▸ **Что сделать**: Продолжите отрывок о Жанне д'Арк, начав сразу после его последнего предложения.

▸ **Отрывок из текста**:
_ _ _ _ _ _ _

Авторы второй половины XV в., впрочем, также не облегчают данную задачу. Никто из них не размышлял о том, зачем в ходе процесса по реабилитации Жанны д'Арк была создана легенда о ее несгоревшем сердце и как она была воспринята окружающими. В лучшем случае они упоминали о самой смерти девушки, приписывая ей мученический либо чудесный характер. Еще Парижский горожанин отмечал в своем «Дневнике», что «весьма многие» воспринимали Орлеанскую Деву как «мученицу» [1121]. Матье Томассен в Registre delphinal писал о том, что во время ее казни «происходили чудеса» [1122]. Более подробно на этом сюжете останавливался Тома Базен в «Истории Карла VII»: по его мнению, останки Жанны, превратившиеся в пепел, палач собрал и выбросил в Сену именно для того, чтобы они не стали реликвиями после ее смерти [1123]. И далее хронист продолжал развивать свою мысль:
Некоторые, возможно, удивятся тому, что, будучи посланницей Господа, она была захвачена [в плен] и казнена. Но не удивятся те, кто мыслит логично и кто без малейших сомнений уверовал в то, что Христос, [первый] святой среди всех святых и наш Спаситель, а также святые пророки и апостолы, посланные Господом, дабы наставлять людей в вере, в учении о спасении и Божественном предопределении, претерпели различные пытки и страдания и окончили свой земной путь триумфом мученичества [1124].

_ _ _ _ _ _ _

▸ **Исходные записи**:
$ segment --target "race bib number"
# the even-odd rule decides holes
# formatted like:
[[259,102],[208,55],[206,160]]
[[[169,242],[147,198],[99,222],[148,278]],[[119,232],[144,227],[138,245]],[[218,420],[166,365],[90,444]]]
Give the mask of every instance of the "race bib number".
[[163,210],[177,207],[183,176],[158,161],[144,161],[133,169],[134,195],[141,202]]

_ _ _ _ _ _ _

▸ **Ответ ниже**:
Казалось бы, подобные отклики на события 1431 г. должны были вновь свидетельствовать о том, что во второй половине XV в. Жанна д'Арк уже воспринималась соотечественниками как святая, а потому рассказанную на процессе по реабилитации историю о несгоревшем сердце также следует интерпретировать в данном ключе. Однако в тех же самых источниках мы находим и указания — пусть косвенные — на разделяемую некоторыми авторами версию с отравлением. Упоминавшийся выше Парижский горожанин, к примеру, писал о том, что весь пепел, оставшийся после казни Девы, был выброшен в реку для того, «чтобы от него не могло воспоследовать никакого колдовства» [1125]. Ту же информацию сообщал анонимный автор «Хроники францисканцев» [1126]. Иными словами, сердце Жанны, не сгоревшее из-за отравления, вполне могло рассматриваться современниками как сильный амулет для наведения (или снятия) порчи [1127].
Таким образом, вопрос о том, как трактовалась история о сердце Орлеанской Девы во Франции XV в., действительно остается открытым. Отсутствие устойчивой традиции в интерпретации данного сюжета тем не менее интересно уже само по себе, поскольку дает нам в руки любопытный (и весьма надежный) ключ к пониманию того, как «прочитывалась» история Жанны д'Арк позднее, уже в Новое время. Отношение к этому эпизоду последующих поколений авторов, писавших о французской героине, выступает своеобразным маркером их политических, религиозных и моральнонравственных представлений.